- Written exercise -
List every line of the items below that contains the word "each", copying those lines in full.

---- Provided data

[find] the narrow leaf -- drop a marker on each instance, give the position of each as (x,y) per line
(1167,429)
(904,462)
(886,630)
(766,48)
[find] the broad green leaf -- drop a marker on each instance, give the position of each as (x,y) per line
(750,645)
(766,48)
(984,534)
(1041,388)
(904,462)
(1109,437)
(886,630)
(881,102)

--------
---- Provided data

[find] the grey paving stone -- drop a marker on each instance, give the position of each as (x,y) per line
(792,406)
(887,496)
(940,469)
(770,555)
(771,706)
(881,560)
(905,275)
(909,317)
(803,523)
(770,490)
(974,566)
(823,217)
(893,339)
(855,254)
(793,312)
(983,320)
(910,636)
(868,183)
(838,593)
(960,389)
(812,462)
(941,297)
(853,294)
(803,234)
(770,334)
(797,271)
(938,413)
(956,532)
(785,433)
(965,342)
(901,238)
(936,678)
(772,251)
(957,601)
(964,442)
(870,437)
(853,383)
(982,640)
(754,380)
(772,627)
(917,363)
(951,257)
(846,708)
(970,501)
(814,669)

--------
---- Provided data

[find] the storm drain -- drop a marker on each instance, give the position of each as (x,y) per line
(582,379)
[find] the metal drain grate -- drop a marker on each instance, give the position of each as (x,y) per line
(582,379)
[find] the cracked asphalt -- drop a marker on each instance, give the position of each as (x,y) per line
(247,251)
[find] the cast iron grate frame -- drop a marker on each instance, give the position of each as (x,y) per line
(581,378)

--------

- Expected output -
[find] the narrow leaf -- drop a marker on each instance, give the position of each as (x,y) per line
[find] the broad green leaf -- drop a marker on each instance, give the position of each as (x,y) per line
[find] the grey paving stone -- drop a marker on each instance, give the position of each as (x,y) per line
[find] the storm drain -- drop a marker on each instance, give the position of each as (x,y) per line
[find] the metal drain grate -- drop a marker on each instance, give the position of each as (x,y) per line
[find] the cracked asphalt -- drop a marker on each instance, give the position of each as (x,y) per line
[find] the cast iron grate frame -- drop a marker on each instance, give the position of each as (x,y) per line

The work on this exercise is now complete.